**Exercise instructions:** Reproduce all of the records below, substituting "mark every instance with a single point" for every occurrence of "indicate each instance with one point" and leaving every other line unchanged. Leave the pictures out of your answer.

══════════════════════════════

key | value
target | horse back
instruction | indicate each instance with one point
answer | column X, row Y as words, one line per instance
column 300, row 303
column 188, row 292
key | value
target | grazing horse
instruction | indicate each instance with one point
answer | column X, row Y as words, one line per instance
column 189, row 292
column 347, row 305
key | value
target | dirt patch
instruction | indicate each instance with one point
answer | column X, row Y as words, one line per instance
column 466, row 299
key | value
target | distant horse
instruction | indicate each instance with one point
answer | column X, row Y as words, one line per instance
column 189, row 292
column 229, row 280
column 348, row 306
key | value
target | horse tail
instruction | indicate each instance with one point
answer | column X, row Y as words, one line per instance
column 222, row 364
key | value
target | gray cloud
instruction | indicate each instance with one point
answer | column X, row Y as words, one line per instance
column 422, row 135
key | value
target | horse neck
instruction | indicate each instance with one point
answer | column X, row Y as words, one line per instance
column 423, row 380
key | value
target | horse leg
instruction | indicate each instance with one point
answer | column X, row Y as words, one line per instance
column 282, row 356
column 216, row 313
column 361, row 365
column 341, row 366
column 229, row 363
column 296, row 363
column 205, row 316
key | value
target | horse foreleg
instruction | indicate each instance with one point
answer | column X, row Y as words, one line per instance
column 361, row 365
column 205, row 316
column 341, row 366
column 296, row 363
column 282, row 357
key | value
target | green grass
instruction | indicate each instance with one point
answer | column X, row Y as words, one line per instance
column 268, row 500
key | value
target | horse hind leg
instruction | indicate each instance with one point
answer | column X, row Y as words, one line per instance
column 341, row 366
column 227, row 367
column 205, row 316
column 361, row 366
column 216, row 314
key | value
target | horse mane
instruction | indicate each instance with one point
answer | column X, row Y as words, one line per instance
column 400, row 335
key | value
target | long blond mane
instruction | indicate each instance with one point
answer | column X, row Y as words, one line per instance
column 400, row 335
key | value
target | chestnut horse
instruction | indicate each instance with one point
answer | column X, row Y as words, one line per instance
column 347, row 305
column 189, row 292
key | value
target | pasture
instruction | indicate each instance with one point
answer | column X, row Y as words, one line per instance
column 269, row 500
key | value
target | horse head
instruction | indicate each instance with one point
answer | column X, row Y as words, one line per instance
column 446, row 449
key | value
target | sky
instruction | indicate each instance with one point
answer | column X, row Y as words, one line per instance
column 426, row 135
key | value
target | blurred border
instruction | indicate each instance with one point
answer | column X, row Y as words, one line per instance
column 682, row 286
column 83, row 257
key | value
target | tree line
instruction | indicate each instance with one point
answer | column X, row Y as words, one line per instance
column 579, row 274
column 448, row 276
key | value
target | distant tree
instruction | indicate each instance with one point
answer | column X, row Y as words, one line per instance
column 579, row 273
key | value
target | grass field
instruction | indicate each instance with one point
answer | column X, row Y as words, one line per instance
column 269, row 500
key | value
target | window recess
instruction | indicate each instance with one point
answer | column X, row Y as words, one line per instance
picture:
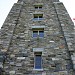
column 38, row 17
column 38, row 32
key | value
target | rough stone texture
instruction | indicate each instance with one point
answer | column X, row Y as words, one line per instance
column 17, row 43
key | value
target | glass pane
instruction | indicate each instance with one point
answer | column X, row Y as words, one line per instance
column 41, row 33
column 40, row 7
column 35, row 33
column 38, row 62
column 36, row 7
column 40, row 16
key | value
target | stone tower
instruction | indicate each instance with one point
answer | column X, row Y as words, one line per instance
column 37, row 38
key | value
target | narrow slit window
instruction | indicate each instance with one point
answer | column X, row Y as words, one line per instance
column 38, row 60
column 38, row 6
column 38, row 17
column 38, row 32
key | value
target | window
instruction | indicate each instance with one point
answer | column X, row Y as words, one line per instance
column 38, row 17
column 38, row 32
column 38, row 60
column 38, row 6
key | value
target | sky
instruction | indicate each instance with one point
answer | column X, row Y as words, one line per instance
column 6, row 5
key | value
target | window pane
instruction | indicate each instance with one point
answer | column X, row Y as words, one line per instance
column 40, row 16
column 36, row 7
column 41, row 33
column 35, row 33
column 38, row 62
column 40, row 7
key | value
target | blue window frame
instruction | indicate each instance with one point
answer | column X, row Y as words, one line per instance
column 38, row 33
column 38, row 62
column 38, row 17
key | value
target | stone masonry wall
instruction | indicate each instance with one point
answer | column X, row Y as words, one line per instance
column 17, row 43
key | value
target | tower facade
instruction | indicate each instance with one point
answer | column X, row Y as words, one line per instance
column 37, row 38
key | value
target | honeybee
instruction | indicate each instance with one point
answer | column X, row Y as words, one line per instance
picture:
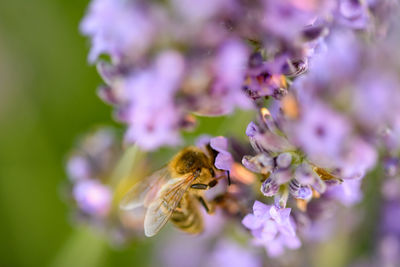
column 175, row 192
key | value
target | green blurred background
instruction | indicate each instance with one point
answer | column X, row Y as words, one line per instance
column 47, row 99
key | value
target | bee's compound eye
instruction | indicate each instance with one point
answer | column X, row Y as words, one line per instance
column 213, row 183
column 212, row 172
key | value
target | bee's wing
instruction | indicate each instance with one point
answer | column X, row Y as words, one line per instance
column 145, row 191
column 160, row 210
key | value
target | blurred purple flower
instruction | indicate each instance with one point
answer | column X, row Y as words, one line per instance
column 93, row 197
column 78, row 168
column 348, row 193
column 321, row 132
column 353, row 13
column 273, row 228
column 152, row 114
column 224, row 159
column 118, row 28
column 229, row 253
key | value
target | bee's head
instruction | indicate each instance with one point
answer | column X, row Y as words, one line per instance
column 189, row 160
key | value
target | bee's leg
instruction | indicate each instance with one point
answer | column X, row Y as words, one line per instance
column 229, row 177
column 207, row 205
column 199, row 186
column 204, row 186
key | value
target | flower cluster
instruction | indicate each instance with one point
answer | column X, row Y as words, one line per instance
column 272, row 227
column 321, row 76
column 89, row 168
column 93, row 185
column 169, row 59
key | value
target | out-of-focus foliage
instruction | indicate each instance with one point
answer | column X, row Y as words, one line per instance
column 47, row 99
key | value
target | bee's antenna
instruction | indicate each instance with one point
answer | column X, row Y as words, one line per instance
column 229, row 177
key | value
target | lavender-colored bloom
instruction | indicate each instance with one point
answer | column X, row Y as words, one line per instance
column 224, row 159
column 348, row 193
column 288, row 18
column 353, row 13
column 93, row 197
column 272, row 228
column 78, row 168
column 117, row 27
column 228, row 253
column 152, row 114
column 321, row 133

══════════════════════════════

**Solved exercise:**
key | value
target | horse back
instruction | mark every instance with a single point
answer | column X, row Y as words, one line per instance
column 300, row 303
column 188, row 292
key | value
target | grazing horse
instruction | mark every instance with a single point
answer | column X, row Y as words, one line per instance
column 189, row 292
column 347, row 305
key | value
target | dirt patch
instruction | mark every instance with a single point
answer | column X, row Y as words, one line per instance
column 466, row 299
key | value
target | distant horse
instruction | mark every instance with a single point
answer | column X, row Y as words, one line per instance
column 189, row 292
column 229, row 280
column 348, row 306
key | value
target | horse tail
instruction | mark every instance with a single point
answer | column X, row Y as words, one line per instance
column 222, row 364
key | value
target | gray cloud
instruction | mark every instance with a single point
answer | column X, row Y as words, one line per instance
column 422, row 135
key | value
target | horse neck
instruction | mark every instance with a single point
answer | column X, row Y as words, one line per instance
column 423, row 380
key | value
target | horse leg
instruction | mark every instance with a single point
answer | column X, row Y as words, one line per instance
column 282, row 356
column 216, row 313
column 361, row 365
column 341, row 366
column 229, row 363
column 296, row 363
column 205, row 316
key | value
target | horse foreleg
instruction | mark every instance with a single point
answer | column X, row Y as words, one line per instance
column 361, row 365
column 205, row 316
column 341, row 366
column 296, row 363
column 282, row 357
key | value
target | green grass
instruction | mark every instance with a single point
answer | column X, row Y as words, one line per instance
column 268, row 500
key | value
target | horse hind leg
instruction | mark every instance with a single point
answer | column X, row Y as words, one line per instance
column 341, row 366
column 227, row 367
column 205, row 316
column 361, row 366
column 216, row 314
key | value
target | horse mane
instruction | mark every instance with a single point
answer | column X, row Y as words, one line per instance
column 400, row 335
key | value
target | long blond mane
instruction | mark every instance with a single point
answer | column X, row Y as words, one line per instance
column 400, row 335
key | value
target | chestnut horse
instruction | mark every instance with a single point
answer | column X, row Y as words, one line per instance
column 347, row 305
column 189, row 292
key | value
target | pasture
instruction | mark every instance with a single point
answer | column X, row Y as words, one line per instance
column 269, row 500
key | value
target | horse head
instruction | mark every instance with a single point
answer | column X, row Y as words, one line per instance
column 446, row 449
key | value
target | sky
instruction | mark every instance with a single point
answer | column X, row Y as words, one line per instance
column 426, row 135
key | value
target | blurred border
instruction | mark every instance with a single point
answer | column X, row Y as words, one line per instance
column 682, row 286
column 83, row 257
key | value
target | tree line
instruction | mark every instance with a single point
answer | column X, row Y as words, one line per instance
column 579, row 274
column 448, row 276
key | value
target | distant tree
instruction | mark every instance with a single point
answer | column X, row Y as words, one line per instance
column 579, row 273
key | value
target | grass field
instruction | mark every instance with a single point
answer | column X, row Y as words, one line per instance
column 269, row 500
key | value
target | window recess
instruction | mark every instance with a single point
answer | column X, row Y as words, one line per instance
picture:
column 38, row 17
column 38, row 32
key | value
target | rough stone texture
instruction | mark every instance with a single point
answer | column X, row Y as words, one line per instance
column 17, row 43
key | value
target | glass pane
instruction | mark every instance with a single point
answer | column X, row Y as words, one line per instance
column 41, row 33
column 40, row 7
column 35, row 33
column 38, row 62
column 36, row 7
column 40, row 16
key | value
target | stone tower
instruction | mark every instance with a single point
answer | column X, row Y as words, one line per instance
column 37, row 38
key | value
target | narrow slit window
instruction | mark every instance with a single point
answer | column X, row Y as words, one line per instance
column 38, row 60
column 38, row 6
column 38, row 17
column 38, row 32
key | value
target | window
instruction | mark every instance with a single point
answer | column X, row Y as words, one line per instance
column 38, row 17
column 38, row 32
column 38, row 60
column 38, row 6
key | value
target | sky
instruction | mark every instance with a single point
answer | column X, row Y as words, one line per instance
column 6, row 5
key | value
target | window pane
instruction | mark every instance with a single point
answer | column X, row Y as words, one line per instance
column 40, row 16
column 36, row 7
column 41, row 33
column 35, row 33
column 38, row 62
column 40, row 7
key | value
target | blue window frame
instruction | mark every instance with a single point
answer | column X, row Y as words, one line per instance
column 38, row 33
column 38, row 62
column 38, row 17
key | value
target | stone masonry wall
instruction | mark every instance with a single point
answer | column X, row Y as words, one line per instance
column 17, row 43
key | value
target | tower facade
instruction | mark every instance with a single point
answer | column X, row Y as words, one line per instance
column 37, row 38
key | value
target | honeybee
instruction | mark every instance with a single point
answer | column X, row Y as words, one line per instance
picture:
column 175, row 192
key | value
target | green blurred background
instruction | mark every instance with a single point
answer | column X, row Y as words, one line per instance
column 47, row 99
key | value
target | bee's compound eye
instruction | mark every instance with a single point
answer | column X, row Y as words, one line per instance
column 213, row 183
column 212, row 172
key | value
target | bee's wing
instruction | mark every instance with a single point
answer | column X, row Y as words, one line per instance
column 145, row 191
column 160, row 210
key | value
target | blurred purple flower
instruction | mark every instance with a single point
answer | column X, row Y as words, one line per instance
column 93, row 197
column 78, row 168
column 348, row 193
column 321, row 132
column 353, row 13
column 273, row 228
column 152, row 114
column 224, row 159
column 118, row 28
column 229, row 253
key | value
target | bee's head
instruction | mark every instance with a single point
answer | column X, row Y as words, one line per instance
column 189, row 160
key | value
target | bee's leg
instruction | mark every instance with a single point
answer | column X, row Y as words, one line per instance
column 229, row 177
column 207, row 205
column 199, row 186
column 204, row 186
key | value
target | flower cluster
instruction | mark every instance with a single point
answer | column X, row Y as words, one line per instance
column 272, row 227
column 321, row 76
column 89, row 168
column 93, row 185
column 169, row 59
key | value
target | out-of-focus foliage
instruction | mark every instance with a single point
answer | column X, row Y as words, one line per instance
column 47, row 99
key | value
target | bee's antenna
instruction | mark every instance with a single point
answer | column X, row Y as words, one line per instance
column 229, row 177
key | value
target | lavender-colored bloom
instruction | mark every instance with a single point
answer | column X, row Y as words, one line per instance
column 224, row 159
column 348, row 193
column 288, row 18
column 353, row 13
column 93, row 197
column 272, row 228
column 78, row 168
column 117, row 27
column 228, row 253
column 152, row 114
column 321, row 133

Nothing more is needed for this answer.